(Bereitgestellter Artikel)
········

Zum Inhalt springen

Taipeh gegen Peking Warum Taiwan chinesische Influencerinnen ausweist

Der Konflikt mit der Volksrepublik China spielt sich auch online ab. Das hat nun Folgen für mindestens drei chinesische Frauen.

Die Ausweisungen: Taiwan hat in den letzten Wochen drei Influencerinnen ausgewiesen. Alle drei besitzen die chinesische Staatsbürgerschaft und sind mit Taiwanesen verheiratet. Die Einwanderungsbehörde teilte den Frauen mit, dass ihnen ihre Niederlassungsbewilligung entzogen worden sei und sie das Land verlassen müssten. Ansonsten würden sie deportiert.

Eine Frau mit Maske ist an einem Flughafen von Menschen umringt.
Legende: Die Influencerin Liu Zhenya musste in die Volksrepublik China zurückreisen, weil Taiwan ihr die Niederlassungsbewilligung entzog. Anadolu/Getty Images/Daniel Ceng

Die Influencerinnen: Liu Zhenya (postet als «Yaya in Taiwan») verliess Taipei am 25. März. Sie verlasse Taiwan, weil sie dessen Gesetze respektiere, sagte sie bei ihrer Abreise der Presse. «Aber ich habe nichts Falsches getan.» Die Influencerin Zhang Yan verliess Taiwan Ende März. Ihre Niederlassungsbewilligung war ihr ebenfalls entzogen worden. Zhao Chan «Xiaowei» stellte sich Anfang April den taiwanesischen Behörden, einen Tag nach Ablauf ihrer Ausreisefrist. Sie wurde nach China deportiert.

Die Begründung: Den drei Frauen wirft Taiwan vor, sie hätten in ihren Posts eine chinesische Übernahme Taiwans mit militärischen Mitteln befürwortet. Die absolute Redefreiheit gelte nicht für Äusserungen, welche die «Eliminierung Taiwans» forderten, so Präsident Lai Ching-te am Montag. Letztes Jahr seien Verfahren gegen 64 taiwanesische Bürgerinnen und Bürger eingeleitet worden, denen vorgeworfen wird, für China spioniert zu haben. Das zeige den Ernst der Lage. Taiwan könne nicht dulden, dass die existierenden Freiheiten im Land dazu genutzt würden, chinesische Propaganda zu verbreiten.

Die Einschätzung von SRF-Korrespondent Samuel Emch

Box aufklappen Box zuklappen
Mann mit Brille im Anzug vor weissem Hintergrund.
Legende: Samuel Emch berichtet für SRF aus China und Ostasien. SRF

«Die Fälle zeigen: Unter Präsident Lai gehen die Behörden in Taiwan zunehmend gegen chinesische Propaganda vor. Lai muss sich deshalb den Vorwurf gefallen lassen, die Redefreiheit einzuschränken. Ein Vorwurf, der nicht nur von den betroffenen Influencerinnen kommt, sondern auch aus gewissen intellektuellen Kreisen auf der Insel. Einen Einfluss auf die Beziehungen zu Festlandchina werden die Abschiebungen kaum haben. Viel mehr ist die Aktion Ausdruck davon, wie angespannt die Beziehungen zwischen Taipeh und Peking schon sind und davon, wie diese sich zuletzt noch einmal verschlechtert haben.»

········

(Arbeitsaufträge)
#1 Nennen Sie alle Influencerinnen, die laut dem Artikel über Taiwans Ausweisungen das Land verlassen mussten.
#2 Prüfen Sie anhand des Artikels über Taiwans Ausweisungen, ob die folgenden Aussagen zutreffen. Antworten Sie jeweils mit Ja oder Nein und belegen Sie dies mit einem wörtlichen Zitat.
(a) Alle drei ausgewiesenen Frauen besitzen die chinesische Staatsbürgerschaft.
(b) Zhao Chan meldete sich vor Ablauf ihrer Ausreisefrist bei den Behörden.
(c) Laut Samuel Emch werden die Abschiebungen die Beziehungen zu Festlandchina spürbar beeinflussen.
#3 Setzen Sie den Artikel über Taiwans Ausweisung chinesischer Influencerinnen nach seinem letzten Satz fort.
Das Material wird zur Bearbeitung nicht benötigt.

········

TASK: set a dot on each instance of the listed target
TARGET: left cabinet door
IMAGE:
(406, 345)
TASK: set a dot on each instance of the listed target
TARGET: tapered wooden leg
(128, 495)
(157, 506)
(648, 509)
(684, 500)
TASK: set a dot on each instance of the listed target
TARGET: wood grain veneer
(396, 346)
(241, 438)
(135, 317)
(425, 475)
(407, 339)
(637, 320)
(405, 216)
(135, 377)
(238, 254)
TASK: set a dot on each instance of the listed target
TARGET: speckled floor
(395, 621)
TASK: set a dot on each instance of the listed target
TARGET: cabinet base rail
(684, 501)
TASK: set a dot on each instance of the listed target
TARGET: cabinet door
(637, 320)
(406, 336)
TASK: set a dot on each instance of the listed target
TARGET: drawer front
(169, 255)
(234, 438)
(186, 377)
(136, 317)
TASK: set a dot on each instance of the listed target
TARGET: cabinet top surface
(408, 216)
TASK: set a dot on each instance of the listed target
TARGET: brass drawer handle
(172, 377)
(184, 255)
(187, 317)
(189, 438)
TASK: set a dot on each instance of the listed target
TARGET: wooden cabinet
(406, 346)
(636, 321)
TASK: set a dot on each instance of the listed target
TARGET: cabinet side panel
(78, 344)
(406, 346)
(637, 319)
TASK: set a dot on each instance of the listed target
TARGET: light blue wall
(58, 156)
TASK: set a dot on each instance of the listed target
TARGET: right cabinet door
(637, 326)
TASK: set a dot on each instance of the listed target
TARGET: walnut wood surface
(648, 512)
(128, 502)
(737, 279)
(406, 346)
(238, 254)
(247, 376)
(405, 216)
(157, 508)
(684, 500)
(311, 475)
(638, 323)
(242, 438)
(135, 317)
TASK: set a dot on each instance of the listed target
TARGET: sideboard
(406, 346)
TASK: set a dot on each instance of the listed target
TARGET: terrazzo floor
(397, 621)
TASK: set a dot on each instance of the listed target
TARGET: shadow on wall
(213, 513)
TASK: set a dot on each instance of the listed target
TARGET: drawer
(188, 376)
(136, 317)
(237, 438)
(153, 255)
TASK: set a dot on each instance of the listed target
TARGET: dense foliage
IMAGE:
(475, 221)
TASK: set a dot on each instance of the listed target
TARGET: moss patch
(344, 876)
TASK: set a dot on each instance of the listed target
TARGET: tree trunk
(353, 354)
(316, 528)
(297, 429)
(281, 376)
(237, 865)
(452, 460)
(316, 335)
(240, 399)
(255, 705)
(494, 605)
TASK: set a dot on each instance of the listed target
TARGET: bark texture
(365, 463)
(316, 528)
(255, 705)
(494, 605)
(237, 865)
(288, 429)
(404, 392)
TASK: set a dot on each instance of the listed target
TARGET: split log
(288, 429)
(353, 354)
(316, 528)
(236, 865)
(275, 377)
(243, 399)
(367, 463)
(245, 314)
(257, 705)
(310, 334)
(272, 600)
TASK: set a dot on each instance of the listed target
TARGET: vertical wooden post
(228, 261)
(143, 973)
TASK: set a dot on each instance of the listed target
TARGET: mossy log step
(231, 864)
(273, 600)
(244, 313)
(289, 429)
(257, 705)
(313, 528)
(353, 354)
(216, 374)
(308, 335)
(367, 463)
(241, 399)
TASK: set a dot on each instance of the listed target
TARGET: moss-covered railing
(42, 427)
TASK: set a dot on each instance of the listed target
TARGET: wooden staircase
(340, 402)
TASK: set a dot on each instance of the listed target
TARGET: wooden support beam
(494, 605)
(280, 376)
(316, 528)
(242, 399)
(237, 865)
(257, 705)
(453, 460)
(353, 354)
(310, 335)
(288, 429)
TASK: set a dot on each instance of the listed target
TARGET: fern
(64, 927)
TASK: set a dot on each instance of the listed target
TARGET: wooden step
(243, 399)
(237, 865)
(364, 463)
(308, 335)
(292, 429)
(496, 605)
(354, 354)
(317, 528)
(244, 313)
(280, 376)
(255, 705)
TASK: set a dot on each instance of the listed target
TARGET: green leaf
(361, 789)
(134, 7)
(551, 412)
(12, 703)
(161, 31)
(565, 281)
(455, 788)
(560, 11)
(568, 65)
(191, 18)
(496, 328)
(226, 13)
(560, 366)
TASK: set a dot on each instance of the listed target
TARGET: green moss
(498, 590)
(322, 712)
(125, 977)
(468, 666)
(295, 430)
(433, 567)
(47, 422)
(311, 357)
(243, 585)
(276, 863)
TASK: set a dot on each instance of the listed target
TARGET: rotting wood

········

(Antworten)
#1 Liu Zhenya, Zhang Yan, Zhao Chan «Xiaowei»

#2
(a) Ja: «Alle drei besitzen die chinesische Staatsbürgerschaft und sind mit Taiwanesen verheiratet.»
(b) Nein: «Zhao Chan «Xiaowei» stellte sich Anfang April den taiwanesischen Behörden, einen Tag nach Ablauf ihrer Ausreisefrist.»
(c) Nein: «Einen Einfluss auf die Beziehungen zu Festlandchina werden die Abschiebungen kaum haben.»

#3
Die Posts: «Vielleicht wache ich morgen früh auf und die ganze Insel ist voller Fünf-Sterne-Flaggen», sagte etwa Liu Zhenya («Yaya in Taiwan») in einem ihrer Online-Posts. «Dieser Gedanke erfüllt mein Herz mit Freude.» Sie postete auch wiederholt Filme, in denen ihre Tochter auch patriotische chinesische Lieder vor taiwanesischen Sehenswürdigkeiten sang. Laut der taiwanesischen Einwanderungsbehörde unterstützen solche Posts «militärische Aggressionen» und würden die Souveränität Taiwans hinterfragen. Zhao Chan «Xiaowei» postete oft Videos mit einer chinesischen Flagge im Hintergrund.

Militärübungen: Der taiwanesische Präsident Lai Ching-te hat in den letzten Wochen wiederholt bekräftigt, dass er Taiwan gegen einen allfälligen Angriff von China stärken will. China hat auf seine Äusserungen mit einer grossangelegten Militärübung rund um die ostasiatische Republik reagiert. Laut der chinesischen Volksbefreiungsarmee trainierten Luftwaffe, Marine und die Raketeneinheit in der Taiwanstrasse Angriffe auf «wichtige Ziele». 

Online-Einflussnahme: China versuche mittels Influencerinnen die taiwanesische Bevölkerung zu manipulieren, lautet der Vorwurf der Regierung in Taipeh. Ein bekannter taiwanesischer Youtuber will zudem enthüllt haben, dass zahlreiche taiwanesische Influencerinnen und Influencer für ihre chinafreundlichen Posts bezahlt worden seien. Bestätigt sind diese Vorwürfe jedoch nicht.

Die Reaktionen: In Taiwan haben die Ausweisungen eine Debatte über die freie Meinungsäusserung ausgelöst. Posts mit einer chinafreundlichen Botschaft dürfe nicht auf diese Weise bestraft werden, argumentieren Kritikerinnen. Doch es gibt auch Stimmen, welche die neue Härte der taiwanesischen Regierung unterstützen. Pro-chinesische Propaganda überflute die taiwanesischen Medien, sagt etwa ein Vertreter des Taiwan National Security Institute gegenüber den Medien.